** START Entries shown **
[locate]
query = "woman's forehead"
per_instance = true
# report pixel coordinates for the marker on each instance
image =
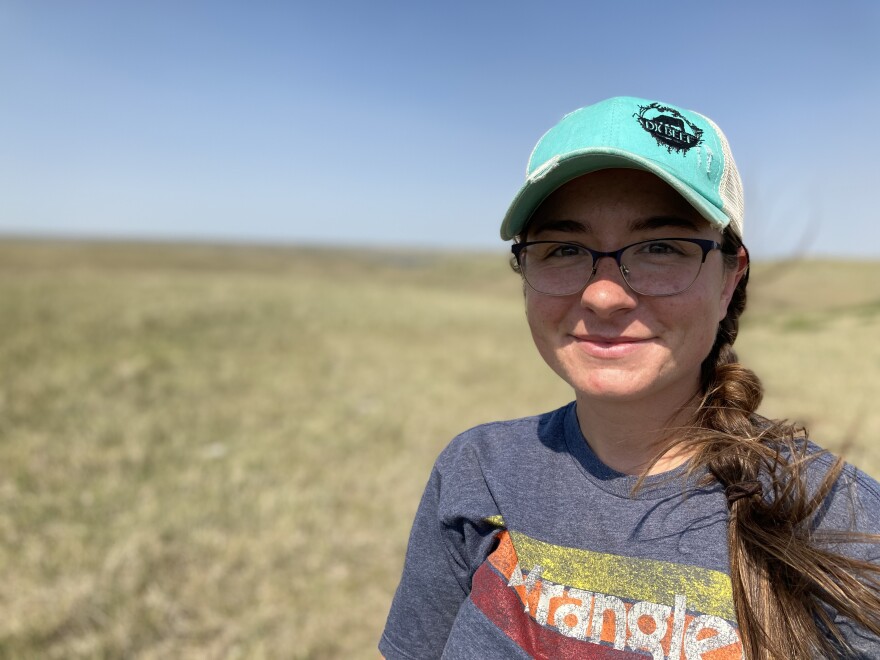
(632, 200)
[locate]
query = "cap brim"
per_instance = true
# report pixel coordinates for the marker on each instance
(578, 163)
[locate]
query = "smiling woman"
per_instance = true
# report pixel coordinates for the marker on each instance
(657, 514)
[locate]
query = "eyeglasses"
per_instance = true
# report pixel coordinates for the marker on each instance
(659, 267)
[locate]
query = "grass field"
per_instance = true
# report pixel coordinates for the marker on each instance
(217, 451)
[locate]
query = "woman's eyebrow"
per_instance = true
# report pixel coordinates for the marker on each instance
(663, 221)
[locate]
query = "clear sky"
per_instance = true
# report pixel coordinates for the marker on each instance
(410, 123)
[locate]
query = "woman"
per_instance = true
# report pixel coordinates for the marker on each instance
(657, 515)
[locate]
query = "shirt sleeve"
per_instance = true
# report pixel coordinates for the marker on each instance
(452, 534)
(855, 505)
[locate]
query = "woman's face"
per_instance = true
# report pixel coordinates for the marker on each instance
(608, 342)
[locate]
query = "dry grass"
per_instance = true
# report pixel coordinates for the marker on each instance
(217, 451)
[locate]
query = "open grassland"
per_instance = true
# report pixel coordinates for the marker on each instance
(217, 451)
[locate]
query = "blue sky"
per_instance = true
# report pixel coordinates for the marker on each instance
(409, 123)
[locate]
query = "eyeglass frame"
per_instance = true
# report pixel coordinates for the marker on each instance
(706, 245)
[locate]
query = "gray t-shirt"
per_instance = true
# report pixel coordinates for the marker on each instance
(526, 545)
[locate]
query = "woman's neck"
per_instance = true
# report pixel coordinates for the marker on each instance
(627, 437)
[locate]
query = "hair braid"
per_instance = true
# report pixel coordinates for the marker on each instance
(782, 579)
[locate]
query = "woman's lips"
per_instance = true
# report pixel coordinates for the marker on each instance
(609, 347)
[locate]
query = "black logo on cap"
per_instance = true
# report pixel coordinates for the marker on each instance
(669, 127)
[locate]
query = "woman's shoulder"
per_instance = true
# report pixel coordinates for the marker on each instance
(853, 500)
(507, 440)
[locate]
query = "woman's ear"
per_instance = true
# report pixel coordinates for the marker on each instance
(732, 277)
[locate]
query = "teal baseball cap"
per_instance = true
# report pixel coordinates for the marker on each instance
(685, 149)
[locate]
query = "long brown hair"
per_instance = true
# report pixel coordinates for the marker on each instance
(784, 574)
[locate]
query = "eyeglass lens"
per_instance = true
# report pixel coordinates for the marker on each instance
(654, 268)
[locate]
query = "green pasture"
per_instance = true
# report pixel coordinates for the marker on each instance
(216, 452)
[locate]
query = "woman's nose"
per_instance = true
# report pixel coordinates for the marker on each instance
(607, 292)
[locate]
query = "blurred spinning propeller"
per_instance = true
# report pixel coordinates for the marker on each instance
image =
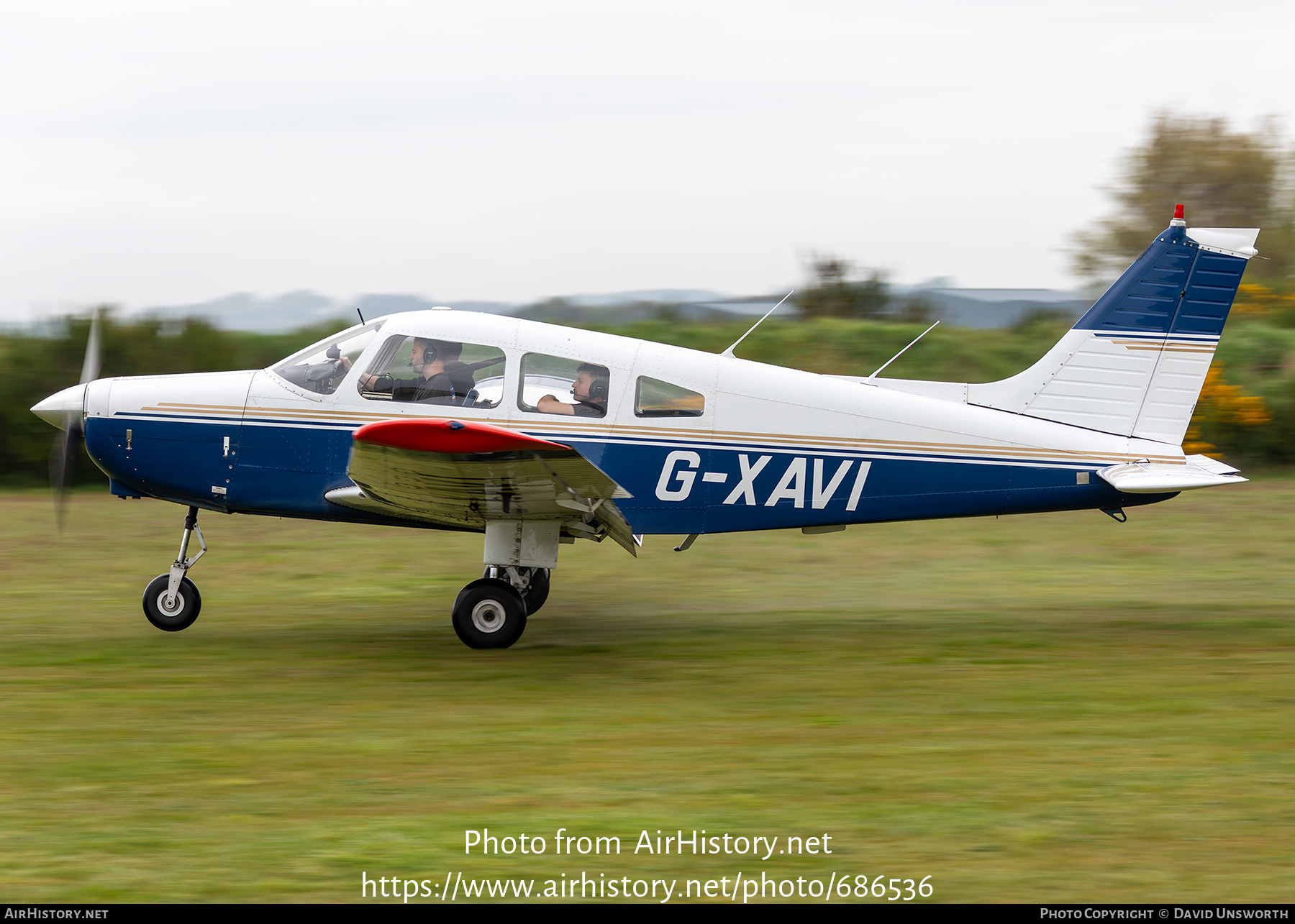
(63, 456)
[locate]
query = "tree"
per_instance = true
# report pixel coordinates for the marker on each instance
(1225, 179)
(832, 294)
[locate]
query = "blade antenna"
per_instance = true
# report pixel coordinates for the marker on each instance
(903, 351)
(730, 351)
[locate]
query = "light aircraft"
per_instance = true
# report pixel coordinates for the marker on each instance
(539, 435)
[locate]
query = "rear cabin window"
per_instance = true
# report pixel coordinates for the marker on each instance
(654, 398)
(427, 370)
(555, 385)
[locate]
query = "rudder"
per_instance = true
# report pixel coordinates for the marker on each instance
(1133, 365)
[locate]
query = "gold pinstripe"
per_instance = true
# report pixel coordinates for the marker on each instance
(843, 443)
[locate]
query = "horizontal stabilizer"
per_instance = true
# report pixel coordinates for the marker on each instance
(1160, 477)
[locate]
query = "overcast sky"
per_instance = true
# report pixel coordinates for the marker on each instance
(163, 153)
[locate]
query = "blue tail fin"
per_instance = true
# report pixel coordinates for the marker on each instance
(1133, 365)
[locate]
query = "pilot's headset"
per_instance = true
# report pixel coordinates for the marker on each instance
(429, 355)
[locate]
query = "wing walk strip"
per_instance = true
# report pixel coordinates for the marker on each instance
(634, 434)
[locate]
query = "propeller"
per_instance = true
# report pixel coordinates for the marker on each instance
(63, 456)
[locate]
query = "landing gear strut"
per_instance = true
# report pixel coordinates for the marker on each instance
(171, 600)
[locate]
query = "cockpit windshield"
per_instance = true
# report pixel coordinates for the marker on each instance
(322, 367)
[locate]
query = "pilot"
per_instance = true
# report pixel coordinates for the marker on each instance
(589, 391)
(442, 378)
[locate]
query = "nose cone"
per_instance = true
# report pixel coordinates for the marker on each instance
(61, 408)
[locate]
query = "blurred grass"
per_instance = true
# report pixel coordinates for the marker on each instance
(1048, 708)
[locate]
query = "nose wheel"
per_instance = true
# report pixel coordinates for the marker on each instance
(171, 600)
(171, 613)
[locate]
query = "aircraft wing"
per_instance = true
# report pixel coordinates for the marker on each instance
(461, 474)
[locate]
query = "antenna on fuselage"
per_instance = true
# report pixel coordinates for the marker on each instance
(903, 351)
(730, 351)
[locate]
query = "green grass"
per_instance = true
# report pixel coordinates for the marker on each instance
(1049, 708)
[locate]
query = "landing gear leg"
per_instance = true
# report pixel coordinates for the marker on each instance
(491, 613)
(532, 584)
(171, 600)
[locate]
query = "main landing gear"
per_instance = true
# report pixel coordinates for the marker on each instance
(171, 600)
(491, 613)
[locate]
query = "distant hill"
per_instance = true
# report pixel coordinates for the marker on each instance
(291, 311)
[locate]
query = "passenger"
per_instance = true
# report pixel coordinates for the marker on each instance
(443, 380)
(589, 391)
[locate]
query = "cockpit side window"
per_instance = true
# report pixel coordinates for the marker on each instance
(322, 367)
(429, 370)
(654, 398)
(555, 385)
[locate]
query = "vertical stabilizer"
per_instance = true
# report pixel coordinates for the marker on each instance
(1133, 365)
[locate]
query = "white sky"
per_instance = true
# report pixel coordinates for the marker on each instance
(162, 153)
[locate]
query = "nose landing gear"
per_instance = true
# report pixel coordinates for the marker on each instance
(171, 600)
(491, 613)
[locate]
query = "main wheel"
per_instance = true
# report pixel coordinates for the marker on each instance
(184, 610)
(489, 613)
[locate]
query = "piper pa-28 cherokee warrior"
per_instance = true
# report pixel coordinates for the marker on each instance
(539, 435)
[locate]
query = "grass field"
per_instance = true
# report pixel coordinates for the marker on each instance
(1048, 708)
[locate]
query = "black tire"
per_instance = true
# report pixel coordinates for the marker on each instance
(537, 592)
(188, 603)
(489, 613)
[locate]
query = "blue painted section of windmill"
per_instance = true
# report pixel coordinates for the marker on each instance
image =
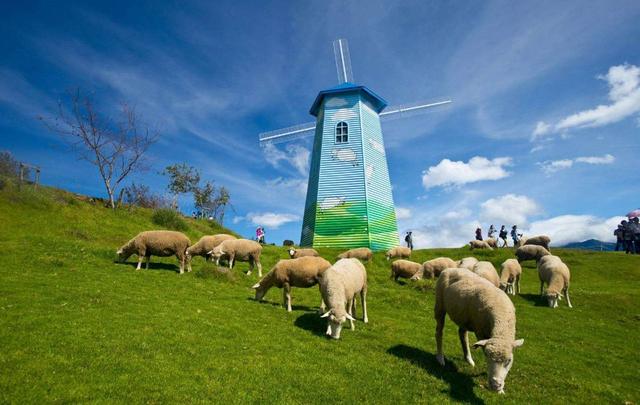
(349, 201)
** END Entries shown **
Exercise details: How many lines in the rows above contain the string "green"? Reply with the number alone.

Response below: 2